> What you will do
Go through the lines below and retype each one exactly.

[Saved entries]

============================================================

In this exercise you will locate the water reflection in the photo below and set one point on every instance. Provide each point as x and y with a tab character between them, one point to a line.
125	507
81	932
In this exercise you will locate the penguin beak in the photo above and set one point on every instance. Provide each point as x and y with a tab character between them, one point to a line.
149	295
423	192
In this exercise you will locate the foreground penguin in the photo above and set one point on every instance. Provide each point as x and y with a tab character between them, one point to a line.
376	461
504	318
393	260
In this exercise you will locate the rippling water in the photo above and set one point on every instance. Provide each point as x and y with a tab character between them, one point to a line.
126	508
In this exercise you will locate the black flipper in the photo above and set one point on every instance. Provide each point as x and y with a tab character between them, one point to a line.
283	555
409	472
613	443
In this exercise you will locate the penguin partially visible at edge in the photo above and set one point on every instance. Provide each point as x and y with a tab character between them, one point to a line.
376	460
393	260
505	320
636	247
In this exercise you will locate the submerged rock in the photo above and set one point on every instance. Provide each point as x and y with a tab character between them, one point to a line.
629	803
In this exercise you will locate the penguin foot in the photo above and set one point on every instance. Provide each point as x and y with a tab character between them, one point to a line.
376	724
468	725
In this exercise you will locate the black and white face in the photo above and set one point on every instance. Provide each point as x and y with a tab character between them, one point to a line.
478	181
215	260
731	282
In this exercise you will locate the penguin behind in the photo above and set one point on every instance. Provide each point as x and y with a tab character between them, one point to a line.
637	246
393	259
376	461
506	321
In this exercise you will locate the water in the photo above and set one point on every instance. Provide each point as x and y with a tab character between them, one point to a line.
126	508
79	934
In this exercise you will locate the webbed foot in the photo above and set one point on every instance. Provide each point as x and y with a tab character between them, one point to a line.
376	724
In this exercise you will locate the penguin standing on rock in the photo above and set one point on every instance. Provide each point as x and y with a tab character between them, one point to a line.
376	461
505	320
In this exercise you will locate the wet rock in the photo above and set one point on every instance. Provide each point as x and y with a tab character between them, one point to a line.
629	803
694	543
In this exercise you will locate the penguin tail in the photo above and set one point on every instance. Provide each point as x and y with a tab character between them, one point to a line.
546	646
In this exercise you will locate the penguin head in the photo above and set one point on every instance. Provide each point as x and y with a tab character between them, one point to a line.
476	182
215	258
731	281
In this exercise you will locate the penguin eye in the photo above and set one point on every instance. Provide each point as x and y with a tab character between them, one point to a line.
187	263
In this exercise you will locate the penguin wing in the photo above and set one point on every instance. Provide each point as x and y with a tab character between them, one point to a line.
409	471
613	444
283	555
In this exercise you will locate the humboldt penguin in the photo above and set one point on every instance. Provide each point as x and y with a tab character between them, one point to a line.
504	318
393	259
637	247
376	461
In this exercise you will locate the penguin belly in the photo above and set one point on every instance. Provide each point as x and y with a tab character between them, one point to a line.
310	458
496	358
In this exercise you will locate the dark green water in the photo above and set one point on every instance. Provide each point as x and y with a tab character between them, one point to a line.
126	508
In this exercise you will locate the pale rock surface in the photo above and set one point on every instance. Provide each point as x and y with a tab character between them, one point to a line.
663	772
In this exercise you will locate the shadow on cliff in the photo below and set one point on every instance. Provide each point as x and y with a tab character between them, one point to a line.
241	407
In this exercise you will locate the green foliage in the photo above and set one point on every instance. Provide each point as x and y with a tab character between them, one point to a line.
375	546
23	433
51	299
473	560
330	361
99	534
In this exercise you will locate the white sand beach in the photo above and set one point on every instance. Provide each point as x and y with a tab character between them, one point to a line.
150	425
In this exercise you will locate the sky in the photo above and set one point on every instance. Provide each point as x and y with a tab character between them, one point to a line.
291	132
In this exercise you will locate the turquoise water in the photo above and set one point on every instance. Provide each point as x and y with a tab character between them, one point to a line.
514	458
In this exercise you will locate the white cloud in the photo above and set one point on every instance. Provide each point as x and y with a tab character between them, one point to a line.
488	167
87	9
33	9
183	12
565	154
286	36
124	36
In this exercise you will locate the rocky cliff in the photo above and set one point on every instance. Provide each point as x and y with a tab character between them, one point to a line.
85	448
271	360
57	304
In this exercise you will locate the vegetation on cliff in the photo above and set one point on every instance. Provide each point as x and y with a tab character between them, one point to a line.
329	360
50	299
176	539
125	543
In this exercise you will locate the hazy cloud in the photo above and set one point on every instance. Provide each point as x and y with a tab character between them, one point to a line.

============================================================

> Result of this task
In this exercise you will locate the water reflection in the photo below and set one point on every instance. Provide each point as x and y with a tab character between them, one point to a line.
125	507
81	932
In this exercise you will locate the penguin beak in the photo above and set one point on every instance. Provide each point as x and y with a tab character between them, one point to a line.
149	295
423	192
In this exercise you will locate the foreground penguin in the photo above and set one point on every instance. Provide each point as x and y with a tab character between them, one point to a line.
376	461
504	318
393	260
In this exercise you will locate the rippling water in the photo above and set one point on every instance. Provide each point as x and y with a tab character between them, one point to a line.
126	508
In this exercise you will locate the black flipper in the photo above and set one point on every instance. Provide each point as x and y with a tab character between them, one point to a line.
283	555
409	472
613	443
In this exercise you will locate the penguin partially visible at edge in the photo above and set one point on every instance. Provide each point as x and y with a tab character between them, one point to a line.
376	460
393	260
505	320
636	247
In this exercise you will locate the submerged rock in the photo above and set one point on every instance. Provide each point as x and y with a tab character between them, one point to a line.
629	803
In this exercise you will locate the penguin foot in the photo above and set one point on every instance. Provide each point as x and y with a tab character between them, one point to a line.
376	724
468	725
In this exercise you will locate the black and white face in the photo above and set one point on every instance. Provide each point as x and y with a tab character between them, one point to a line.
478	181
215	260
731	282
In this exercise you will locate the penguin behind in the photo above and set one point on every instance. Provide each point as x and y with a tab character between them, one point to a line.
637	246
393	259
376	461
506	321
In this exercise you will locate the water in the photo above and set one point on every instance. Provide each point as x and y with a tab character between them, one point to a line.
126	508
79	934
In this exercise you will locate the webbed foot in the photo above and set one point on every instance. Provide each point as x and y with a tab character between them, one point to a line.
376	724
In this exercise you will locate the penguin standing on rock in the photo above and set one point on every instance. Provide each point as x and y with a tab character between them, one point to a line.
376	461
505	320
In this exercise you will locate the wet rock in the photo above and set one point on every instance. Provide each point as x and y with a tab character between them, one point to a line.
629	803
694	543
In this exercise you will locate the penguin tail in the photo above and set one point on every instance. Provide each point as x and y with a tab character between them, one point to a line.
546	646
In this exercise you will locate the penguin head in the photo above and set one point on every instance. Provide each point as x and y with a tab character between them, one point to a line.
476	182
215	258
731	281
In this exercise you will locate the penguin eye in the photo above and set one point on every instance. Provide each point as x and y with a tab character between them, one point to a line.
187	263
In this exercise you will locate the penguin wing in the photo above and set one point on every instance. Provide each point as x and y with a tab character between them, one point to a line.
409	471
613	444
283	555
In this exercise you will locate the humboldt penguin in the photo above and set one point on every instance. Provide each point as x and y with a tab character between them, one point to a line.
504	318
393	259
637	247
376	461
In this exercise you will locate the penguin belly in the photo above and set one point on every instance. Provide each point as x and y with a tab character between them, one point to a line.
310	458
496	358
In this exercise you will locate the dark green water in the photo above and set one point on every instance. Provide each point as x and y with a tab character between them, one point to a line.
126	508
In this exercise you will locate the pale rock surface in the photo above and set one point on every instance. Provide each point as x and y with a tab character between them, one point to a line.
663	772
In this exercise you will locate the shadow on cliff in the photo below and set one point on every instance. Provide each point as x and y with a tab character between them, one point to a line.
241	407
In this exercise you will locate the green foliage in the photo above and set one point on every instance. Provide each point as x and y with a tab character between them, one point to a line.
375	546
23	433
51	299
473	560
330	361
99	534
In this exercise you will locate the white sand beach in the photo above and set one point on every instance. Provide each point as x and y with a tab character between them, one point to a line.
150	425
In this exercise you will locate the sky in the photo above and set one point on every instance. Provide each point as x and y with a tab character between them, one point to a line.
291	132
In this exercise you will locate the turquoise water in the photo above and set one point on every instance. Provide each point as x and y with a tab character between them, one point to a line.
514	458
In this exercise you will locate the white cloud in the photo above and set one point on every instance. Provide each point as x and y with a tab character between them, one point to a line.
488	167
87	9
33	9
183	12
565	154
286	36
124	36
In this exercise you will locate the rocky cliff in the photo above and set one point on every instance. Provide each point as x and y with a tab character between them, one point to a line.
85	448
271	360
57	304
In this exercise you will locate the vegetation on cliff in the photo above and set one point on every instance. Provide each point as x and y with a tab character between them, one point to a line.
329	360
50	299
176	539
125	543
In this exercise you will locate the hazy cloud in the photo above and set one point on every instance. Provide each point as x and y with a tab character between them, one point to a line.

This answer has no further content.